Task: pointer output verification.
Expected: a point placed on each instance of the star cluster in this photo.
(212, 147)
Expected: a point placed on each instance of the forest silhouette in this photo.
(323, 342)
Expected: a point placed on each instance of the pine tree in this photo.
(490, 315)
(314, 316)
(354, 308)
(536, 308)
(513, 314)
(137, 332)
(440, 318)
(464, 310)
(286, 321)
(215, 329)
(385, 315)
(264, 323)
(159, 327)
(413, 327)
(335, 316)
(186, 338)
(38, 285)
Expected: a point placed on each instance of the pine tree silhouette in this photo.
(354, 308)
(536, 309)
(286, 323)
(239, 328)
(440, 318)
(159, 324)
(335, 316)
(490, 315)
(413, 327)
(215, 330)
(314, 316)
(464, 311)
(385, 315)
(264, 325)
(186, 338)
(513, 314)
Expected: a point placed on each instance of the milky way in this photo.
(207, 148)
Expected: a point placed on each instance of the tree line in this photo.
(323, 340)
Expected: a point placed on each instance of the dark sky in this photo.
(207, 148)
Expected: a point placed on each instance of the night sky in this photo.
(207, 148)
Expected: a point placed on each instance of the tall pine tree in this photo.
^^^^
Problem to solve: Your task is to restate, word for word, the line with "Expected: a point placed on each instance of the dark" and all lines after it, ending with the last line of the data.

Exercise solution:
Expected: a point placed on each instance of the dark sky in this photo.
(207, 148)
Expected: a point placed on each instance of the night sky in this photo.
(207, 148)
Expected: a point placed on each instance of the tall pine tree in this photo.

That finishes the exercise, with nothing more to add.